PROBLEM DESCRIPTION - Determine how many lines below contain the word "table", then write that number by itself.

EXERCISE INPUTS -

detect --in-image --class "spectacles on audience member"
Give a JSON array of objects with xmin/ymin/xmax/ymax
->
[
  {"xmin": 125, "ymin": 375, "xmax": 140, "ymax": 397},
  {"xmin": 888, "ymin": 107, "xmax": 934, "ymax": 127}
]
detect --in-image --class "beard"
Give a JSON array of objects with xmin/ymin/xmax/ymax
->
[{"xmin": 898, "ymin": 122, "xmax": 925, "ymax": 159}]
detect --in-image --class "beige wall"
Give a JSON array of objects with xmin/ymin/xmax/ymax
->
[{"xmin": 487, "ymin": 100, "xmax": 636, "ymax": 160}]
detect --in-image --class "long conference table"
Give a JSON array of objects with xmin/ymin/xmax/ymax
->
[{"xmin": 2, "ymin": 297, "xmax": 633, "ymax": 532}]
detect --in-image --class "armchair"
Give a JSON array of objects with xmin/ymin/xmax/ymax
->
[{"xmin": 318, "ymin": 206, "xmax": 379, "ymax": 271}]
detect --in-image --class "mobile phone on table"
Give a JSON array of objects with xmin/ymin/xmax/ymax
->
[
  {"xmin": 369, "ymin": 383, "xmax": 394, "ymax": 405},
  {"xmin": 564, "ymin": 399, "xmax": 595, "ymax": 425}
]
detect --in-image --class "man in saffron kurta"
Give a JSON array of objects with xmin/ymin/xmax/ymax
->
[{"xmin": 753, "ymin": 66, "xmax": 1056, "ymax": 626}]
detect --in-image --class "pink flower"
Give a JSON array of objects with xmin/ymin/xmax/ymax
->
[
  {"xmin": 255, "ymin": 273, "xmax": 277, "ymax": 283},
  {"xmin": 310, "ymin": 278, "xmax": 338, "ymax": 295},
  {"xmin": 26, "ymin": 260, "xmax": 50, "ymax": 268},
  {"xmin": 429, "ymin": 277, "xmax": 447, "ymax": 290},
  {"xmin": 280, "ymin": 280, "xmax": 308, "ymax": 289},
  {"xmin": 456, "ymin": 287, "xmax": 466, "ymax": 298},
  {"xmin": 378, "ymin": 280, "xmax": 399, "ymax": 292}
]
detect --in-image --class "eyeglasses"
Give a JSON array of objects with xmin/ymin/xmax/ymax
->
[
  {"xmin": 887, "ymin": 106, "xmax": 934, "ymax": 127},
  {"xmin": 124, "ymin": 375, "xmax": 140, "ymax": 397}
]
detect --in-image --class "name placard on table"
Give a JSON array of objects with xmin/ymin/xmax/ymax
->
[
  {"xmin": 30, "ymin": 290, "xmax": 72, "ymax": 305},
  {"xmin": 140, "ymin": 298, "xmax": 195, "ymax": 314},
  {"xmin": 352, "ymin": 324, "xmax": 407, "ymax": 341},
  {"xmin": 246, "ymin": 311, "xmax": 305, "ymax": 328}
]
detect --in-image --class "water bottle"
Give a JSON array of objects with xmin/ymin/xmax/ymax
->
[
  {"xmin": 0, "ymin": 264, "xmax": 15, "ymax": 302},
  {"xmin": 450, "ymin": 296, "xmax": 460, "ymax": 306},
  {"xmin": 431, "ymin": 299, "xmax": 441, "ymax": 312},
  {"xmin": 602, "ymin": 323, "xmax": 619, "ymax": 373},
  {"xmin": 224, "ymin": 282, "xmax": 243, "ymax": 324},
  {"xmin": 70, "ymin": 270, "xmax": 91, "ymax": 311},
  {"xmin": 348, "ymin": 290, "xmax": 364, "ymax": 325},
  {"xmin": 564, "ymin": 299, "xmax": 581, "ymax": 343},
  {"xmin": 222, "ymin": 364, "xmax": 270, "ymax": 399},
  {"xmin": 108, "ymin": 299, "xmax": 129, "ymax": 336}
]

COMPLETED TASK - 3